▶ _THINGS TO DO_:
**A.** In the commentary on surgical ablation for AF, how often were left atrial surgical lines incomplete in the recent trial done at a very experienced center?
**B.** Name every positive aspect of the trial that the commentary on surgical ablation for AF points out.

▶ _EXCERPT_:
· · · · ·

Add-on surgical ablation increased the likelihood of sinus rhythm at one year—60% vs 35%. Surprisingly, the improvement was driven entirely by success in patients with long-standing persistent AF. Surgical ablation had no effect in patients with paroxysmal and persistent AF. Safety end points were similar in each group. (For a nice recap, see Michael O'Riordan's report on theheart.org.)
Starting with the positive: There were indeed some noteworthy aspects of the trial. It was the largest study of surgical ablation yet; it had a simple design; it encompassed a real-world cohort of true all-comers for cardiac surgery; and the two groups were comparable at baseline and in follow-up. What's more, it asked the right question: should we recommend surgical ablation to AF patients who are to have cardiac surgery?
The many limitations of this study leave us wondering about so much.
I'm confused as to why patients with paroxysmal and persistent AF did not benefit. How can this be? The authors speculate that it's due to sparse monitoring. That doesn't make sense because—for intermittent AF—less intense monitoring would make it more likely to see a benefit. As pointed out in the editorial, the lack of benefit in less-than-end-stage AF may have related to incomplete PVI—the same problem seen in catheter ablation. But unlike in catheter ablation, where total PVI is confirmed, surgical ablationists do not know whether they have created PVI.
Incomplete lines of block may also explain this study's effect on long-standing persistent AF. With just one recording attempt at AF, isn't it possible that surgical ablation simply converted long-standing persistent AF to paroxysmal AF? In this recent trial of surgical ablation—done in a very experienced center—left atrial surgical lines were incomplete 23% of the time. It's an important matter, as the presence or absence of any AF impacts anticoagulation decisions.

· · · · ·

▶ _PROVIDED INFORMATION_:
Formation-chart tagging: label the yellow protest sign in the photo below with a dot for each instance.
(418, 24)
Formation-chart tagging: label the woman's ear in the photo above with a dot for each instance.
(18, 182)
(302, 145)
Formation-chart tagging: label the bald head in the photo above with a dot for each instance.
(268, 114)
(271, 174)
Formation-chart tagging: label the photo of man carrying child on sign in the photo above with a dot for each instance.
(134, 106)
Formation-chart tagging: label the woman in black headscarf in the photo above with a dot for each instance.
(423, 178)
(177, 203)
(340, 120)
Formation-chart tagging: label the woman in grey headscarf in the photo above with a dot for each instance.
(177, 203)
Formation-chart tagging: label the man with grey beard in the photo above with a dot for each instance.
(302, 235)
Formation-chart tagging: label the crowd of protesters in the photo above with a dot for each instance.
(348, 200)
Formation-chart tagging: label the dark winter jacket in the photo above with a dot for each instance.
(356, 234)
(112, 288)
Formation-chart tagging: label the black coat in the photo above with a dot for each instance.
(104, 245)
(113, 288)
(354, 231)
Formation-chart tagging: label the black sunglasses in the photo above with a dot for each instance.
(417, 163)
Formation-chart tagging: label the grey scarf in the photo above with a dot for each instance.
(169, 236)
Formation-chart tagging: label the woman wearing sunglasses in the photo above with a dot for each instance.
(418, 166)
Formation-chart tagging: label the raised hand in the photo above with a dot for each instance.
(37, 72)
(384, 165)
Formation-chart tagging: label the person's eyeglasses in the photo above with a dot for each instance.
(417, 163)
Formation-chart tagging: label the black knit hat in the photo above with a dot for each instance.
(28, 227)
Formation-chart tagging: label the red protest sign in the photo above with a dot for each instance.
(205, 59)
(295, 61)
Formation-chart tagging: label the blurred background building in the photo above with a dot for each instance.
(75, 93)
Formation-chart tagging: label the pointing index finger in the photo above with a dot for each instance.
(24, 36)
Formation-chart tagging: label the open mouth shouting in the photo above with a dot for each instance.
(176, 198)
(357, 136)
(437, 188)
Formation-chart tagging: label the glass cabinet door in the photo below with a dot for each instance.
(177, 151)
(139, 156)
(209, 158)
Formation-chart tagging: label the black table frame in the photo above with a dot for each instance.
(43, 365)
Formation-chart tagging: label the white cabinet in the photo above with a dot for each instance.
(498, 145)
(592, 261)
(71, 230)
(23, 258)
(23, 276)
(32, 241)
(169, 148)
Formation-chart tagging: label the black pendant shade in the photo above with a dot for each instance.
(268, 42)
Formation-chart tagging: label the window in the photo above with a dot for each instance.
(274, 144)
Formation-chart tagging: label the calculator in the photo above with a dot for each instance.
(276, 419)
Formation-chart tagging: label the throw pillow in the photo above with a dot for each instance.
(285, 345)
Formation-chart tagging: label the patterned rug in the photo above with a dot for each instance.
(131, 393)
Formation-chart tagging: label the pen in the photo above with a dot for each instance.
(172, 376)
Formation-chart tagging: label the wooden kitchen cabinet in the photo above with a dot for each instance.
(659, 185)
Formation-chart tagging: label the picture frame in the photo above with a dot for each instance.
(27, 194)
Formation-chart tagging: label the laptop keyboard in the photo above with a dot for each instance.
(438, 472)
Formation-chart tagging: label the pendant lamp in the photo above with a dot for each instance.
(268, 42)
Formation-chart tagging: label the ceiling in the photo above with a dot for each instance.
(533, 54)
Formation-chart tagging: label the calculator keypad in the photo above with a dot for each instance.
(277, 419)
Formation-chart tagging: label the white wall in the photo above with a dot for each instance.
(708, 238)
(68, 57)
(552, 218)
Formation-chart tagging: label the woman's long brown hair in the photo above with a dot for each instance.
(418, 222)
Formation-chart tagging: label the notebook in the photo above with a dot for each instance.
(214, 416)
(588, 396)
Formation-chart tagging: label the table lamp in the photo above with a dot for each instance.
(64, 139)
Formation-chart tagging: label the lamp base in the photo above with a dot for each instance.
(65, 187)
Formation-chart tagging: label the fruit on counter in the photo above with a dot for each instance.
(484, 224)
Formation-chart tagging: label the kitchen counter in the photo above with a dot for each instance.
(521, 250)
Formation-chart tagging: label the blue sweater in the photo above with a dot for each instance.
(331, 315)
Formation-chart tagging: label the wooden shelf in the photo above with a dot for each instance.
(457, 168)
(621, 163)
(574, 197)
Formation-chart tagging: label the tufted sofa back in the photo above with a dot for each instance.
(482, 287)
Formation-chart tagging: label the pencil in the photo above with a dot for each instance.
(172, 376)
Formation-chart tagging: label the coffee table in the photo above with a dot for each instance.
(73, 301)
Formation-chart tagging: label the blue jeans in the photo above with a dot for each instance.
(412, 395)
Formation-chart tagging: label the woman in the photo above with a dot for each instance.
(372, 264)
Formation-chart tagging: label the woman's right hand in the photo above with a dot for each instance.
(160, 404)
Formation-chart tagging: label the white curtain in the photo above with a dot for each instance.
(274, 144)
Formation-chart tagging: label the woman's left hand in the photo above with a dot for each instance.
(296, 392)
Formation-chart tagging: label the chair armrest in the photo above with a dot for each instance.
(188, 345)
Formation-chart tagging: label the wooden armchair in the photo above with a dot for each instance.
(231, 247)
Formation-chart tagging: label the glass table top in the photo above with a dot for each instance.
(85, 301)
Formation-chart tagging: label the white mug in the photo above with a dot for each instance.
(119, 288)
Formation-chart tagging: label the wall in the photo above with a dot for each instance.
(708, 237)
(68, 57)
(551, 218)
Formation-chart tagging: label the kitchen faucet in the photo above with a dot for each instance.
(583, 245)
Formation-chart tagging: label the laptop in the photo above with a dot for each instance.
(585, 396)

· · · · ·

▶ _LIST OF ANSWERS_:
**A.** They were incomplete 23% of the time.

**B.**
- It was the largest study of surgical ablation yet.
- It had a simple design.
- It encompassed a real-world cohort of true all-comers for cardiac surgery.
- The two groups were comparable at baseline and in follow-up.
- It asked the right question: whether surgical ablation should be recommended to AF patients who are to have cardiac surgery.